■ **Your objective**
Every entry needs to be duplicated exactly.

Content starts

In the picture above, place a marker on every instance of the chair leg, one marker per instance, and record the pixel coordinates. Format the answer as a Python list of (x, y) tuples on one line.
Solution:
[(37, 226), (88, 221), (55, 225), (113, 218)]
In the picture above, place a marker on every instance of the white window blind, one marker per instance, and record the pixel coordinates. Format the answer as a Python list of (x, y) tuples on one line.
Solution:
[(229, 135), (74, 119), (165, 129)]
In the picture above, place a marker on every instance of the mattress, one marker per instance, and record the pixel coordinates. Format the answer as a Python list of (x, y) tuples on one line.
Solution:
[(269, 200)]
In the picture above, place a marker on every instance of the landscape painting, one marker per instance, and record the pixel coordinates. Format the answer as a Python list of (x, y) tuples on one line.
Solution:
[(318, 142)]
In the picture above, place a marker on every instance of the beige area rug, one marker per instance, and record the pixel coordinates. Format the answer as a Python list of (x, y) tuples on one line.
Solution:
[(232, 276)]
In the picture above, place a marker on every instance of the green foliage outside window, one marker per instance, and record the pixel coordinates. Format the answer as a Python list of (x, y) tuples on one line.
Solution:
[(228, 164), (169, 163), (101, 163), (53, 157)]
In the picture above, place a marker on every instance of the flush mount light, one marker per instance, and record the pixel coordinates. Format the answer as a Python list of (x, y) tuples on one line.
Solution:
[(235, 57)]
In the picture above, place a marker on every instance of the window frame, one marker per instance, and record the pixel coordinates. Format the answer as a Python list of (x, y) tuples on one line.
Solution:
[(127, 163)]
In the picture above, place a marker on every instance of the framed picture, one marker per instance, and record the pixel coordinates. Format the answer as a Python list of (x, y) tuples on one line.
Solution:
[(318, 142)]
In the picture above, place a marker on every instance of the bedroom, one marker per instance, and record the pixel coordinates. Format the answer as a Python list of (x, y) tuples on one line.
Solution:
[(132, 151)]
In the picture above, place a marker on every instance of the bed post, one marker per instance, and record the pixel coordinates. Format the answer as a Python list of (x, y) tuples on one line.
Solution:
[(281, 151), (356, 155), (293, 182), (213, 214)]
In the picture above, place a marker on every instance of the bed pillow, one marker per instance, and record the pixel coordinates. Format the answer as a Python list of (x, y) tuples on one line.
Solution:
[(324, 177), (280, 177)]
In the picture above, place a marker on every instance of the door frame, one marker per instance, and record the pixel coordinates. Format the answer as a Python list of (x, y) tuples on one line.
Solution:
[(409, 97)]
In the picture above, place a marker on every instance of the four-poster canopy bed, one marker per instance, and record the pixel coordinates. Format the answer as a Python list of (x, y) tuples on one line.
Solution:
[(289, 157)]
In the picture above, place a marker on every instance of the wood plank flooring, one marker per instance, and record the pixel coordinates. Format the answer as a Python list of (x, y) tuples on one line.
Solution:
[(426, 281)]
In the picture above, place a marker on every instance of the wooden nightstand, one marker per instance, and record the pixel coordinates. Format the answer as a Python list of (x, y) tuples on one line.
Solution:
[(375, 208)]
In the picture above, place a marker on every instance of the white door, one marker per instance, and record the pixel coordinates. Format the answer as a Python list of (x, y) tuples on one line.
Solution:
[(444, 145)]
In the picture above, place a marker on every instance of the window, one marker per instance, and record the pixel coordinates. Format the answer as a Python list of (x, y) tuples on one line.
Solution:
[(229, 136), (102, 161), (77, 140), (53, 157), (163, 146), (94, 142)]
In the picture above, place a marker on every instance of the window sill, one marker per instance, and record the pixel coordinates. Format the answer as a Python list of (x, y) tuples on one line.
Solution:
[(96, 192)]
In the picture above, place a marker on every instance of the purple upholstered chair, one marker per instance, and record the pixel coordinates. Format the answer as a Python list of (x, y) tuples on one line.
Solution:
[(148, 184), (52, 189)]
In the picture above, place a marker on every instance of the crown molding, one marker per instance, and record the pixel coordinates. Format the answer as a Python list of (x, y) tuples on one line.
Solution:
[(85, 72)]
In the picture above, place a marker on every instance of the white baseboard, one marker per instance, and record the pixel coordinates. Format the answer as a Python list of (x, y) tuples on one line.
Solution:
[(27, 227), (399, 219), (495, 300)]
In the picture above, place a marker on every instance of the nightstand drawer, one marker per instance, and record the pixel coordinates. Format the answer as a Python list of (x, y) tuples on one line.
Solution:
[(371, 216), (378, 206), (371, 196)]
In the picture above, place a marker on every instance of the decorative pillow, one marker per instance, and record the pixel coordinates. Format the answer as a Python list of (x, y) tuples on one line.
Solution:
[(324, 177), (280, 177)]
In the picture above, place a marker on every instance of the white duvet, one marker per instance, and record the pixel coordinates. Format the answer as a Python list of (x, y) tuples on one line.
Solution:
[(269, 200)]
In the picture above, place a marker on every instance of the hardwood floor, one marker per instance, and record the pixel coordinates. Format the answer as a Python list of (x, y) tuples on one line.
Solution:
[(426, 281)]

Content ends

■ **Result of the task**
In the picture above, place a marker on every instance of the chair leg, one marker per instance, and record the pixel coordinates. Format the answer as a Python list of (x, y) tuples on one line.
Solution:
[(37, 226), (88, 221), (55, 225), (113, 218)]
In the picture above, place a marker on every instance of the white window blind, one marker per instance, and record the pixel coordinates. Format the answer as a Python list of (x, y) tuples on one line.
Solution:
[(229, 135), (74, 119), (165, 129)]
In the picture above, place a marker on every instance of the mattress, one marker per instance, and record the pixel coordinates. Format the answer as a Python list of (x, y) tuples on one line.
Solution:
[(269, 200)]
In the picture above, place a marker on every instance of the landscape painting, one marker per instance, and record the pixel coordinates. Format the answer as a Python list of (x, y) tuples on one line.
Solution:
[(318, 142)]
In the picture above, place a marker on every instance of the beige area rug, one marker per instance, and record the pixel coordinates. Format the answer as a Python list of (x, y) tuples on one line.
Solution:
[(232, 276)]
In the picture above, place a marker on every instance of the green foliage outside window, one marker per instance, and record the pixel coordinates. Format the answer as a Python list of (x, y) tuples on one line.
Solution:
[(228, 164), (169, 163), (101, 163), (53, 157)]
In the picture above, place a marker on every instance of the flush mount light, one marker per instance, and record the pixel coordinates. Format the answer as a Python list of (x, y) tuples on one line.
Solution:
[(235, 57)]
In the picture above, place a marker on every instance of the window frame, one marker per instance, and record the pixel coordinates. Format the answer as a Python list of (x, y) tuples on one line.
Solution:
[(127, 163)]
In the picture above, place a marker on every instance of the framed picture, one marker per instance, and record the pixel coordinates. Format the answer as a Python list of (x, y) tuples on one line.
Solution:
[(318, 142)]
In the picture above, place a marker on every instance of the bedroom, one marker per instance, and record the pixel coordinates. Format the answer as a Python list of (x, y) tuples on one line.
Solution:
[(132, 151)]
In the picture above, place a marker on every instance of the bed post, one marker per instance, and record the pixel coordinates. Format the answer as a Python list of (x, y) tuples on one line.
Solution:
[(281, 151), (356, 155), (293, 182), (213, 214)]
In the picture above, place a marker on every instance of the bed pillow, one marker per instance, and record the pixel coordinates. Format the answer as a Python list of (x, y) tuples on one line.
Solution:
[(324, 177), (280, 177)]
In the picture above, place a marker on every instance of the door frame, one marker per instance, and record the pixel coordinates. Format the answer as a Python list of (x, y) tuples on one line.
Solution:
[(409, 97)]
In the picture above, place a marker on every instance of the four-poster canopy bed, one marker per instance, and record the pixel coordinates. Format the answer as a Python list of (x, y) tuples on one line.
Solution:
[(289, 157)]
In the picture above, place a marker on every instance of the wood plank flooring, one marker per instance, and record the pixel coordinates. Format the answer as a Python list of (x, y) tuples on one line.
Solution:
[(426, 281)]
In the picture above, place a marker on every instance of the wooden nightstand, one marker per instance, and record the pixel coordinates. Format the answer as a Python list of (x, y) tuples on one line.
Solution:
[(375, 208)]
In the picture above, place a marker on every instance of the white door, one marker per instance, and record the pixel coordinates. Format the answer as a Python list of (x, y) tuples on one line.
Solution:
[(444, 145)]
In the picture above, place a marker on every instance of the window, one marker per instance, and record the pixel coordinates. Format the answer as a Python list of (x, y) tuples on one line.
Solution:
[(229, 136), (102, 161), (77, 140), (53, 157), (163, 146), (94, 142)]
In the picture above, place a marker on every instance of the window sill, one marker per instance, and record the pixel coordinates. Format the answer as a Python list of (x, y) tuples on one line.
Solution:
[(96, 192)]
In the picture above, place a marker on every instance of the purple upholstered chair, one marker per instance, and record the pixel coordinates. Format the answer as a Python list of (x, y) tuples on one line.
Solution:
[(148, 184), (52, 189)]
In the picture above, place a marker on every instance of the crown molding, one marker per instance, and record the pixel coordinates. Format the answer as a Python list of (x, y) tuples on one line.
Solution:
[(85, 72)]
In the picture above, place a marker on every instance of the white baseboard, one marker per instance, and record the pixel coordinates. Format the answer as a Python list of (x, y) tuples on one line.
Solution:
[(27, 227), (399, 219), (495, 300)]
In the picture above, place a marker on every instance of the nightstand drawer, one marker per instance, and record the pixel coordinates. Format the answer as a Python list of (x, y) tuples on one line.
Solution:
[(371, 216), (378, 206), (371, 196)]
In the picture above, place a marker on every instance of the decorative pillow, one marker per instance, and record the pixel coordinates. Format the answer as a Python list of (x, y) tuples on one line.
Solution:
[(324, 177), (280, 177)]
In the picture above, place a marker on every instance of the white duvet, one marker per instance, and record the pixel coordinates. Format the answer as a Python list of (x, y) tuples on one line.
Solution:
[(269, 200)]
In the picture above, place a marker on every instance of the hardwood floor, one marker per instance, and record the pixel coordinates. Format the answer as a Python list of (x, y) tuples on one line.
Solution:
[(426, 281)]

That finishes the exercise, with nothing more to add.